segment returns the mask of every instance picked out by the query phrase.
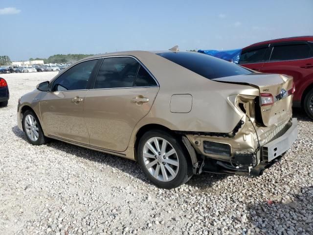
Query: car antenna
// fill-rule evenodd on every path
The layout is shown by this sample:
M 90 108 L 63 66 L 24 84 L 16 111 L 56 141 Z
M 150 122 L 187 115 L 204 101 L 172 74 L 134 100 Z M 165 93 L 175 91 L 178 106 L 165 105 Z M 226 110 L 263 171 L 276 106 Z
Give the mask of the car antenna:
M 169 50 L 171 50 L 172 51 L 179 51 L 179 50 L 178 48 L 178 46 L 176 45 L 176 46 L 174 46 L 173 47 L 172 47 L 171 49 L 169 49 Z

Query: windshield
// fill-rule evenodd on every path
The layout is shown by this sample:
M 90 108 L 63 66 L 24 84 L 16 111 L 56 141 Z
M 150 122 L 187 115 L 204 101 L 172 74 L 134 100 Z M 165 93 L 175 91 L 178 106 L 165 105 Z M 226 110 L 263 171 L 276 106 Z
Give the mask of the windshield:
M 209 79 L 252 72 L 233 63 L 198 52 L 166 52 L 157 54 Z

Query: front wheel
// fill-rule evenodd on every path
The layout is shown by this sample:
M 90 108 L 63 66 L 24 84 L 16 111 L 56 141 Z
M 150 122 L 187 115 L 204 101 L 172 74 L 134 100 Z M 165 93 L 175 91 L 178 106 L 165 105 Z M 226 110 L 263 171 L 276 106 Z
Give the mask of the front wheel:
M 6 107 L 8 106 L 8 101 L 2 101 L 0 102 L 0 107 Z
M 313 89 L 307 94 L 303 102 L 304 110 L 308 116 L 313 119 Z
M 22 126 L 30 143 L 40 145 L 47 142 L 48 139 L 44 135 L 38 118 L 32 111 L 27 110 L 23 114 Z
M 192 164 L 183 144 L 165 131 L 153 130 L 144 134 L 137 153 L 142 171 L 159 188 L 178 187 L 192 176 Z

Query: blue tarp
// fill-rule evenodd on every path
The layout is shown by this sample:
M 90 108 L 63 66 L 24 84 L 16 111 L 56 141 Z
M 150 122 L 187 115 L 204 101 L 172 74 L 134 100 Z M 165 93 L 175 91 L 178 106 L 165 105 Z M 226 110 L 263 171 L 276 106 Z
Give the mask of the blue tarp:
M 238 64 L 242 50 L 242 49 L 226 50 L 199 50 L 198 52 Z

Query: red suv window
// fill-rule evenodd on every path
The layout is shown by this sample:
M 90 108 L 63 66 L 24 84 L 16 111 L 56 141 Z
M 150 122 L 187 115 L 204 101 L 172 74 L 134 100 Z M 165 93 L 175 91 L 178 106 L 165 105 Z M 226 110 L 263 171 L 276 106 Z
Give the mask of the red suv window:
M 300 60 L 313 56 L 313 52 L 306 43 L 274 46 L 270 61 Z

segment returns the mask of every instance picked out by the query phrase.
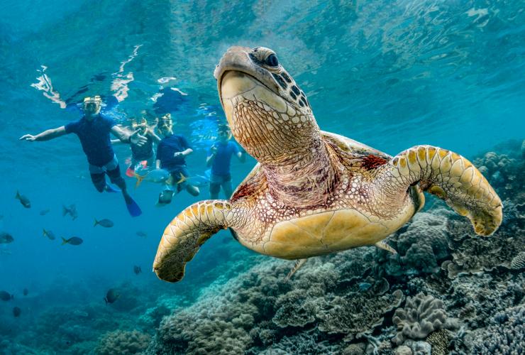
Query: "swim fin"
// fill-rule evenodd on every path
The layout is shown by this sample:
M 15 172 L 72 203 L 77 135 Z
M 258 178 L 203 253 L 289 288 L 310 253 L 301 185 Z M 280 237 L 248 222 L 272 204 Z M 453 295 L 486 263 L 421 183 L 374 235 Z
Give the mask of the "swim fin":
M 106 192 L 122 192 L 121 189 L 116 186 L 113 186 L 111 184 L 106 183 L 106 187 L 104 189 Z
M 132 217 L 136 217 L 142 214 L 140 207 L 139 207 L 137 202 L 136 202 L 135 200 L 129 196 L 126 199 L 126 207 L 128 207 L 128 212 L 129 212 L 129 214 Z
M 126 176 L 128 178 L 133 178 L 135 176 L 135 167 L 133 165 L 129 165 L 129 168 L 126 169 Z

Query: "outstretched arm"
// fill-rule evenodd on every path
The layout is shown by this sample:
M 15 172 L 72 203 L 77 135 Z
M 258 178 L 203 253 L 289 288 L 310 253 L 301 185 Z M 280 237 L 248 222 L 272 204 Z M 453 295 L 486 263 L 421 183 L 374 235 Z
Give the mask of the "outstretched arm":
M 215 160 L 215 156 L 217 155 L 217 147 L 213 146 L 210 148 L 210 154 L 206 158 L 206 166 L 209 168 Z
M 67 134 L 67 132 L 66 132 L 65 126 L 62 126 L 57 129 L 48 129 L 42 133 L 39 133 L 36 136 L 33 136 L 32 134 L 24 134 L 20 137 L 19 140 L 29 141 L 30 142 L 33 142 L 34 141 L 49 141 L 50 139 L 60 137 L 60 136 L 64 136 L 65 134 Z
M 245 161 L 246 161 L 246 152 L 237 152 L 236 155 L 241 163 L 244 163 Z
M 187 156 L 192 153 L 193 153 L 193 149 L 192 149 L 191 148 L 188 148 L 187 149 L 182 151 L 182 152 L 175 152 L 173 154 L 173 156 L 179 156 L 179 155 Z

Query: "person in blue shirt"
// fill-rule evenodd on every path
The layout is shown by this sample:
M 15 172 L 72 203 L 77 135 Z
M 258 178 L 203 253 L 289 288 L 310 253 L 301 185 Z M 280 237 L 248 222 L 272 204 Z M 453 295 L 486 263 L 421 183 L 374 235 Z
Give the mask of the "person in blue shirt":
M 116 126 L 116 123 L 100 113 L 102 100 L 99 96 L 86 97 L 84 99 L 84 116 L 79 120 L 70 122 L 65 126 L 48 129 L 35 136 L 24 134 L 21 141 L 49 141 L 65 134 L 74 133 L 80 139 L 84 153 L 89 165 L 89 173 L 93 185 L 99 192 L 116 192 L 106 182 L 105 175 L 116 185 L 120 187 L 130 214 L 138 216 L 142 212 L 137 204 L 129 195 L 126 188 L 126 182 L 121 175 L 118 160 L 111 147 L 109 133 L 111 133 L 123 141 L 143 145 L 146 138 L 138 133 L 138 131 L 129 133 Z
M 211 200 L 219 198 L 221 187 L 226 197 L 229 199 L 231 197 L 233 190 L 230 173 L 231 155 L 236 155 L 241 163 L 244 163 L 246 159 L 244 151 L 240 150 L 238 146 L 230 139 L 231 132 L 228 127 L 219 127 L 217 141 L 208 149 L 206 165 L 211 167 L 209 183 L 209 195 Z
M 164 136 L 157 146 L 156 168 L 170 172 L 170 178 L 167 180 L 164 190 L 159 195 L 158 205 L 165 205 L 172 202 L 173 186 L 176 185 L 177 192 L 182 188 L 190 195 L 197 196 L 200 193 L 199 187 L 194 186 L 186 179 L 189 173 L 186 168 L 185 157 L 193 152 L 187 140 L 182 136 L 173 134 L 173 123 L 171 115 L 166 114 L 162 116 L 158 126 L 159 131 Z

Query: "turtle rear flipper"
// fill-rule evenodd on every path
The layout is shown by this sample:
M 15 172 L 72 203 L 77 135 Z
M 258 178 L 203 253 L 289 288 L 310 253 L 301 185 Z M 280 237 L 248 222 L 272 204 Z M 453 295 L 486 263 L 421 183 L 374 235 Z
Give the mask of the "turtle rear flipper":
M 382 184 L 399 191 L 419 183 L 424 191 L 445 200 L 466 216 L 477 234 L 488 236 L 502 222 L 502 204 L 487 180 L 467 159 L 455 153 L 430 146 L 417 146 L 400 153 L 382 165 Z
M 195 203 L 170 222 L 159 243 L 153 271 L 159 278 L 176 283 L 184 275 L 186 263 L 200 246 L 222 229 L 228 228 L 231 204 L 225 200 Z

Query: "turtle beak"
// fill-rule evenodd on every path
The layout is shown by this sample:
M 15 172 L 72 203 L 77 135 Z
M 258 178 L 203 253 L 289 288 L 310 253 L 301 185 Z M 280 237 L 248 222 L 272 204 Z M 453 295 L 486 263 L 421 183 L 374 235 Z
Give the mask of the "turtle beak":
M 214 77 L 217 80 L 217 92 L 221 104 L 223 102 L 223 79 L 227 72 L 240 72 L 253 77 L 269 90 L 279 95 L 279 87 L 267 70 L 253 62 L 250 53 L 253 51 L 249 47 L 231 47 L 223 55 L 214 71 Z M 242 91 L 242 90 L 241 90 Z
M 248 47 L 234 46 L 228 48 L 228 50 L 222 56 L 214 71 L 214 77 L 217 80 L 217 92 L 221 104 L 224 106 L 222 102 L 222 80 L 224 74 L 229 70 L 243 72 L 243 63 L 250 60 L 248 53 L 251 48 Z

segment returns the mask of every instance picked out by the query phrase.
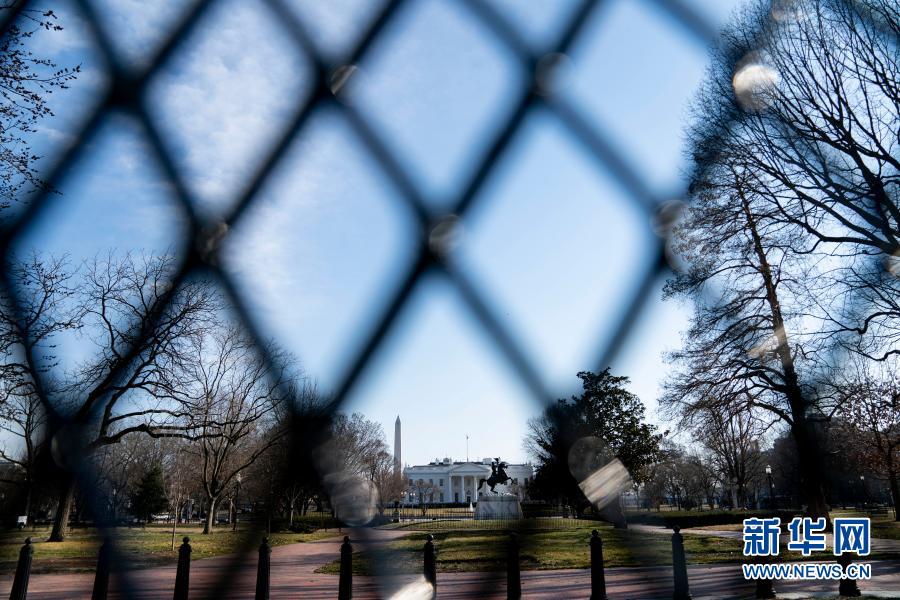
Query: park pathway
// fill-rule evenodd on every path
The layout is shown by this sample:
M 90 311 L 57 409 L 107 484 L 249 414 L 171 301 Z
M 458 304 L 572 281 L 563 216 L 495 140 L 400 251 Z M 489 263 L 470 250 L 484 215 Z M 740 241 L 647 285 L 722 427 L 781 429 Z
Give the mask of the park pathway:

• STATED EXERCISE: Please copy out the entries word for word, starting at the line that contains "Query: front wheel" and ending at the line that contains "M 238 64 L 242", both of those lines included.

• OUTPUT:
Query: front wheel
// fill-rule evenodd on every path
The layout is shown by this sample:
M 90 108 L 63 66 L 24 84 L 16 111 L 56 141 Z
M 150 122 L 187 115 L 204 101 L 172 74 L 134 100 Z M 165 93 L 175 91 L 178 106 L 165 105 Z M 226 110 L 263 171 L 276 106 Z
Give the mask of the front wheel:
M 6 107 L 8 106 L 8 101 L 2 101 L 0 102 L 0 107 Z
M 313 89 L 307 94 L 303 102 L 304 110 L 308 116 L 313 119 Z
M 22 126 L 30 143 L 40 145 L 47 142 L 48 139 L 44 135 L 38 118 L 32 111 L 27 110 L 23 114 Z
M 192 164 L 183 144 L 165 131 L 153 130 L 144 134 L 137 153 L 142 171 L 159 188 L 178 187 L 192 176 Z

Query: blue tarp
// fill-rule evenodd on every path
The layout is shown by this sample:
M 90 108 L 63 66 L 24 84 L 16 111 L 56 141 Z
M 150 122 L 187 115 L 204 101 L 172 74 L 134 100 Z M 165 93 L 175 91 L 178 106 L 165 105 Z M 226 110 L 263 171 L 276 106 Z
Give the mask of the blue tarp:
M 238 64 L 242 50 L 242 49 L 226 50 L 199 50 L 198 52 Z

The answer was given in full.